▸ **Dokument**:

Azrael: „Die Querelen mit dem alten ‚Label’ Cartel Media, dass sich als 1-A-Rip-Off erwiesen hat und schlussendlich jämmerlich Konkurs gegangen ist –scheinbar- dauerten lange und ein neues Label wollte auch noch gesucht und gefunden werden. Zudem braucht ein Label, in unserem Falle CCP Records, auch immer eine gewisse Vorlaufszeit eines Albums, die für Promotion genutzt wird. Die nächste Scheibe wird dann aber definitiv zügiger erscheinen!“
So wie es scheint, geht ihr zum Lachen nicht unbedingt nur in den Keller: auf
eurer Website bietet ihr im wahrsten Sinne des Wortes ein arschcooles Boxershort an. Auf deren Rückseite steht „Arschtritas“. Über was könnt ihr noch lachen und was regt euch anno 2007 auf?
P. Magick: „Wir sind fünf völlig unterschiedliche Individuen und können im Allgemeinen über uns selbst lachen. Wir nehmen unsere Sache zwar verdammt ernst. Aber aus diesem „Böse Buben-Image“ mach ich mir nicht viel. Das ist reine Bühnen-Show, hinter der wir alle auch voll und ganz stehen. Wir leben dies auf der Bühne aus. Ich zum Beispiel merke, sobald ich Corpsepaint auftrage, dass sich dabei bei mir auch innerlich etwas verändert. Zudem entspricht dies auch dem satanischen Prinzip. Leute, speziell Black-Metaller, die den ganzen Tag mit ´ner finsteren Miene durch die Gegend laufen, haben dies nicht begriffen. Solche Leute kann ich absolut nicht ernst nehmen. Auch das ganze „True“-Gesülze geht mir so ziemlich am Allerwertesten vorbei.
Mich so richtig aufregen kann ich schon lange nicht mehr. Es ruft eher ein Kopfschütteln und ein zynisches Lachen bei mir hervor, wenn ich tagtäglich die Medien ansehe und feststellen muss, wie abgestumpft die Menschheit inzwischen geworden ist.“
Azrael: „Man kann die Dinge sowieso generell von zwei Seiten sehen: Entweder man regt sich darüber auf, oder man tut es mit einem Lachen ab. Es gibt sowieso viel zu viele Leute, die sich unberechtigterweise viel zu ernst nehmen- gerade im Black Metal. Was mich persönlich ziemlich anwidert ist die Entwicklung der Metal-Szene in Richtung Mainstream. Wie kann man anders sein wollen und sich genau den Konventionen unterwerfen, gegen die man eigentlich rebellieren will? Das fängt für mich bei Myspace an und hört mit diesen Giga-Sommerfestivals auf. Das diese Entwicklung auch auf den Black Metal überzugreifen beginnt, ist umso bedauerlicher.“
Bei eurem Song „Obtained Orphanage“ verwendet ihr im Mittelteil einen gesprochen-gekeiften Mittelteil. Das wirkt ziemlich abgefahren, bedrohlich, interessant und originell. Wie kommt ihr auf solche Einfälle? Komponiert ihr das direkt so oder gibt es da beim Einspielen im Studio und im Proberaum auch mal spontane Ideen?

▸ **Bereitgestellte Datensätze**:

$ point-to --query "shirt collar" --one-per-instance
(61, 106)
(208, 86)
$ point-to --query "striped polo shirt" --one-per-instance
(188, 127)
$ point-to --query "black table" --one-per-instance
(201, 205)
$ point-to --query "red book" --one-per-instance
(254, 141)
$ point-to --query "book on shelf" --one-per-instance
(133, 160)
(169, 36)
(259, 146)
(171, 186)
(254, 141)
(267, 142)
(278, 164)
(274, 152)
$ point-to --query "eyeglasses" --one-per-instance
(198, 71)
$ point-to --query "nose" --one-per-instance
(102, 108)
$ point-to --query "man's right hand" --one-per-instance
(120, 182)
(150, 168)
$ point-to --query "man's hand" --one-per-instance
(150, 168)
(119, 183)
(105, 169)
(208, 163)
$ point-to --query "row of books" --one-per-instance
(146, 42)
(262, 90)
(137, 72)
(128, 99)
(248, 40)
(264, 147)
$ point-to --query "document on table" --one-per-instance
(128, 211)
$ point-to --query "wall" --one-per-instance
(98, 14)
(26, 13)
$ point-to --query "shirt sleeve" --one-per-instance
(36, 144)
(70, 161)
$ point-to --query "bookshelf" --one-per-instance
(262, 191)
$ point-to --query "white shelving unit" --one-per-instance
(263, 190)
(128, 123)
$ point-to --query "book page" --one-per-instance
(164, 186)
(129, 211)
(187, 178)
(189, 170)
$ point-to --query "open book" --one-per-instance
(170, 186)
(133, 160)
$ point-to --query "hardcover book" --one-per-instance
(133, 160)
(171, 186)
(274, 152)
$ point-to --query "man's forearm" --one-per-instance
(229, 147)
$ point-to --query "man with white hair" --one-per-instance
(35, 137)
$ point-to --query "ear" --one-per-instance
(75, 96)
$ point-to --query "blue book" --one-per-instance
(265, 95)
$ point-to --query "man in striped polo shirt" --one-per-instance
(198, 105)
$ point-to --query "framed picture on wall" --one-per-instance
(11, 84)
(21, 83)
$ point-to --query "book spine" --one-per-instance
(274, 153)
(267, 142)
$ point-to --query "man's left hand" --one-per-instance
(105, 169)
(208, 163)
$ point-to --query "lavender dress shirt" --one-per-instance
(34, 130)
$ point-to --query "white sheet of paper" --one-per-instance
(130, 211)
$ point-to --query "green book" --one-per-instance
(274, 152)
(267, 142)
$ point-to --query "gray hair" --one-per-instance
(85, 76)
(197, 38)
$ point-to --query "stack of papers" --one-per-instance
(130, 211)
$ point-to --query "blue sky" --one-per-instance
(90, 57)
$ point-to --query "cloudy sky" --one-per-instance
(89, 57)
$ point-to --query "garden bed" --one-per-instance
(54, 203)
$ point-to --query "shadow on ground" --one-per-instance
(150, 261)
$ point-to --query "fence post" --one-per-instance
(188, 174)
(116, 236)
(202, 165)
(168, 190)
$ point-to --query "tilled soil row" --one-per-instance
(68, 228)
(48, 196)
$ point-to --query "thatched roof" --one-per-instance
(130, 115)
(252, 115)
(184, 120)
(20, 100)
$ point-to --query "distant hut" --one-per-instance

▸ **Aufgabenstellung**:
a – Geben Sie den Abschnitt des Interviews wortgetreu wieder, beginnend bei „Azrael: „Die Querelen“ und endend bei „anno 2007 auf?“.
b – Beantworten Sie anhand des Interviews folgende Fragen:
(i) Wie heißt das neue Label der Band?
(ii) Welches Wort steht auf der Rückseite der Boxershorts?
(iii) Bei welchem Song wird ein gesprochen-gekeifter Mittelteil verwendet?
Die Datensätze stehen in keinem Zusammenhang mit dem Interview.

▸ **Lösungen**:
a –
Azrael: „Die Querelen mit dem alten ‚Label’ Cartel Media, dass sich als 1-A-Rip-Off erwiesen hat und schlussendlich jämmerlich Konkurs gegangen ist –scheinbar- dauerten lange und ein neues Label wollte auch noch gesucht und gefunden werden. Zudem braucht ein Label, in unserem Falle CCP Records, auch immer eine gewisse Vorlaufszeit eines Albums, die für Promotion genutzt wird. Die nächste Scheibe wird dann aber definitiv zügiger erscheinen!“
So wie es scheint, geht ihr zum Lachen nicht unbedingt nur in den Keller: auf
eurer Website bietet ihr im wahrsten Sinne des Wortes ein arschcooles Boxershort an. Auf deren Rückseite steht „Arschtritas“. Über was könnt ihr noch lachen und was regt euch anno 2007 auf?

b –
(i) CCP Records
(ii) „Arschtritas“
(iii) „Obtained Orphanage“